** BEGIN DATASET RECORDS **

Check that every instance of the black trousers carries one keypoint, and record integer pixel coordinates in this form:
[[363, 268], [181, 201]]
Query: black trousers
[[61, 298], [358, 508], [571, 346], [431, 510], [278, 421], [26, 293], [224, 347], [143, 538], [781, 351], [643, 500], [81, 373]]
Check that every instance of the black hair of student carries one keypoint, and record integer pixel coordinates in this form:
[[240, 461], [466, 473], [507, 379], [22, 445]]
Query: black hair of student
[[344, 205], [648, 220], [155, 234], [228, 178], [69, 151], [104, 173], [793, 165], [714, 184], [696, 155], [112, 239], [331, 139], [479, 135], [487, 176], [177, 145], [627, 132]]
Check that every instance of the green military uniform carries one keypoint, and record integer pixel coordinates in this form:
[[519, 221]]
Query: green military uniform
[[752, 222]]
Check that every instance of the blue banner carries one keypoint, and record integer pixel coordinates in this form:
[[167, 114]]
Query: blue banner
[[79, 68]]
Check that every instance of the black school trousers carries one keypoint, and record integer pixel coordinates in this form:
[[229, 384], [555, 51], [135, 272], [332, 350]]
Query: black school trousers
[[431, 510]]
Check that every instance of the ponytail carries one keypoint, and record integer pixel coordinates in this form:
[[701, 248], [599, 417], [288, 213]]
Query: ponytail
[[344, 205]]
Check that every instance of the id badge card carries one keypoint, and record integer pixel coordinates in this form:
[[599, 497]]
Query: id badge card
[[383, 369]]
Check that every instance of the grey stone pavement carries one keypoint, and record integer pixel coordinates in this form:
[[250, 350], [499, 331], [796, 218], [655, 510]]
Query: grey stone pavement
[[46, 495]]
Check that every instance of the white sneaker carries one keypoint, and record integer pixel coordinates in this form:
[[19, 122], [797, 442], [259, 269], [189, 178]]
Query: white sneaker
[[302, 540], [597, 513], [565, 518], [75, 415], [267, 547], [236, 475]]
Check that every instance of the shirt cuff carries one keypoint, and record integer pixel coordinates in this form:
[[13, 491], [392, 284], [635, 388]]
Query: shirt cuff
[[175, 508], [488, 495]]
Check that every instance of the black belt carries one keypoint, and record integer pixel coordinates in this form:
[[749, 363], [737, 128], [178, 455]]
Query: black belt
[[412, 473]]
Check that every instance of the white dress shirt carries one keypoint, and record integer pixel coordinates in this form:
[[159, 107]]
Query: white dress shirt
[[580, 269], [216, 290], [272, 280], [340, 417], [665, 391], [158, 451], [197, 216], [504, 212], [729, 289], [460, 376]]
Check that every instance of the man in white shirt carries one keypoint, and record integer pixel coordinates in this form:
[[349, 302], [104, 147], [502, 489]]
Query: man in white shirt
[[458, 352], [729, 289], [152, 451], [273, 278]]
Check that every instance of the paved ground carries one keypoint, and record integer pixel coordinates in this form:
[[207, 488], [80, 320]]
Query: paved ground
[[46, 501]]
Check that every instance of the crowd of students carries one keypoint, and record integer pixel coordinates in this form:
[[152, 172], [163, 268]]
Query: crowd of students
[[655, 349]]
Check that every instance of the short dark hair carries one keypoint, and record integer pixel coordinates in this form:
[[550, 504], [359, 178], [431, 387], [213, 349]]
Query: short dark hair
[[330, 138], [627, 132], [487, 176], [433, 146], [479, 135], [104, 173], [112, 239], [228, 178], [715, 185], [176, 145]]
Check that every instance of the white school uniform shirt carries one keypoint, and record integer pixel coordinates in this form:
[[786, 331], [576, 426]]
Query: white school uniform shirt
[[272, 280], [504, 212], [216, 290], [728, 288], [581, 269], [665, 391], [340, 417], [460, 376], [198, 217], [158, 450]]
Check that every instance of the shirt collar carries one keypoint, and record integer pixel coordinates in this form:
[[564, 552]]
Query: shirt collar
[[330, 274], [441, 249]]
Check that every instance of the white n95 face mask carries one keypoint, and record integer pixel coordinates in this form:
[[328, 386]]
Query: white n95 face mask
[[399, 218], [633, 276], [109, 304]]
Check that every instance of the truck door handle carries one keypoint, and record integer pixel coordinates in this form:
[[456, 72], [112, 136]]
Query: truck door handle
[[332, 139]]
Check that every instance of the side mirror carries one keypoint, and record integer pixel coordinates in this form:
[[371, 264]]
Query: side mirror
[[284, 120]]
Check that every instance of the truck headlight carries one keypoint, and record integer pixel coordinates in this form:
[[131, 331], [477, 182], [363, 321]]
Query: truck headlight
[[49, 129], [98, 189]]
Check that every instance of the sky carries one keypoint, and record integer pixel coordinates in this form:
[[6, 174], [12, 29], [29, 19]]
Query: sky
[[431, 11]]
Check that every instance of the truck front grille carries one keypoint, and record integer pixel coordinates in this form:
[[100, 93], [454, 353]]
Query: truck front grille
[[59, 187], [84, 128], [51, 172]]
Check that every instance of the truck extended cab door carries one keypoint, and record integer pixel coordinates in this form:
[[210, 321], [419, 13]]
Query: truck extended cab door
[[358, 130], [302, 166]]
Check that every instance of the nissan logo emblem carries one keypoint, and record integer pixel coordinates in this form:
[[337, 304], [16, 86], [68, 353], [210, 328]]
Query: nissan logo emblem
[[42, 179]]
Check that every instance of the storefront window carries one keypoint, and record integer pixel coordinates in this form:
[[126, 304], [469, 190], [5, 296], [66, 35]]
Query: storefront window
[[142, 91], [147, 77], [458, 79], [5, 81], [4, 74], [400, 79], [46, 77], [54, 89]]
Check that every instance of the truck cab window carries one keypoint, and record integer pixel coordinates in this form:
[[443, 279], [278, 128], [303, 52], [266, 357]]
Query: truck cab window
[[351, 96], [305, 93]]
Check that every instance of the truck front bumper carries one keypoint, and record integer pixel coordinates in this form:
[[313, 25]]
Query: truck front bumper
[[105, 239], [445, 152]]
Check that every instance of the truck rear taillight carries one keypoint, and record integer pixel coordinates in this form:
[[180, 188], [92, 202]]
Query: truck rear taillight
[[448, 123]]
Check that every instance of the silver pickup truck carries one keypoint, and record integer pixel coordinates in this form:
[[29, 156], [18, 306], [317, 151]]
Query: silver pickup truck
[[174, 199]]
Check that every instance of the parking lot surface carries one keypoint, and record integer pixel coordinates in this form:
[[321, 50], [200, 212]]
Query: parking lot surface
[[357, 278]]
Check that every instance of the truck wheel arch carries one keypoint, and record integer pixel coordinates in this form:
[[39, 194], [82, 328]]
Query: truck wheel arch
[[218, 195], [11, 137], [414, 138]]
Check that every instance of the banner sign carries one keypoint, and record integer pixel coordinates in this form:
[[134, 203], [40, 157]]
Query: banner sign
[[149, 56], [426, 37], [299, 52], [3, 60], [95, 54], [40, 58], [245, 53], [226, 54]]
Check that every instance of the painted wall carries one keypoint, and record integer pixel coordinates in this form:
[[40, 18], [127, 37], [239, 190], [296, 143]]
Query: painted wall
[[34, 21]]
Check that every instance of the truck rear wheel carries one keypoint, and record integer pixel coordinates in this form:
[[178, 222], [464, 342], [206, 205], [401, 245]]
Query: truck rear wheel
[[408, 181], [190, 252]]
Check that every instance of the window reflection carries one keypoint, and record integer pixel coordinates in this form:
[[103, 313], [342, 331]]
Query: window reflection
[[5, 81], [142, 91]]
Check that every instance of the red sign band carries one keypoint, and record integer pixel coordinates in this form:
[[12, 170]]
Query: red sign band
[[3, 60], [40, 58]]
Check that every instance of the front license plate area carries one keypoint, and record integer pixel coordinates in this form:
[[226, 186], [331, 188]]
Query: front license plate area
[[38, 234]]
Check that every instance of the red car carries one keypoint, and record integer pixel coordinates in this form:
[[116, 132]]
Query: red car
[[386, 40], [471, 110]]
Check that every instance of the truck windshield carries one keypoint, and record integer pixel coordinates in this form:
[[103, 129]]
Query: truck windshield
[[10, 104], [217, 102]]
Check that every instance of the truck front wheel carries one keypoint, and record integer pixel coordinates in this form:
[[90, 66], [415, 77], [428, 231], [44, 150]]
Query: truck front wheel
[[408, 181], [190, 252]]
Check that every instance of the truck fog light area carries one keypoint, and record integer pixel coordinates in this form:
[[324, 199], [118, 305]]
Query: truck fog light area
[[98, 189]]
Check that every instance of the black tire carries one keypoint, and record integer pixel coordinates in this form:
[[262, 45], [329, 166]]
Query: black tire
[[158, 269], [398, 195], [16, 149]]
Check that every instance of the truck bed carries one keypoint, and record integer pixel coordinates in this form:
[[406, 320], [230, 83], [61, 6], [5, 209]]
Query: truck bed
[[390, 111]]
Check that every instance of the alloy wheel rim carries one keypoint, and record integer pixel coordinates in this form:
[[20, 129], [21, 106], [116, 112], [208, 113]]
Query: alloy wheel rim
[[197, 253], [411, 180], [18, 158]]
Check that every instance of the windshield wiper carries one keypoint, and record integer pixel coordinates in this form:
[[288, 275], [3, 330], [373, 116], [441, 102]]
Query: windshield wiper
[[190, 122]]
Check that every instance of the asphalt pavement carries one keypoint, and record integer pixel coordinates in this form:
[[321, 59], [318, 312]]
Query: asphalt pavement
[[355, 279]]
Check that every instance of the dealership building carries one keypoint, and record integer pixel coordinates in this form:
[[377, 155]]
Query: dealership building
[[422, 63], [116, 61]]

** END DATASET RECORDS **

→ WHAT THE TASK ASKS
Starting at the line that contains "Check that every instance of the windshield", write out every line to the end of the entries, exactly as given.

→ RESULT OF THE TASK
Check that every instance of the windshield wiper carries one keypoint, and record integer pixel coordinates in this form:
[[288, 275], [3, 330], [373, 116], [441, 102]]
Query: windshield wiper
[[190, 122]]
Check that every instance of the asphalt pavement carries one keypoint, and record integer pixel coordinates in this form:
[[321, 59], [318, 312]]
Query: asphalt pavement
[[355, 279]]
Check that every instance of the dealership building carries one keypoint, and record integer pixel coordinates in this form:
[[377, 155]]
Query: dealership building
[[422, 63], [116, 61]]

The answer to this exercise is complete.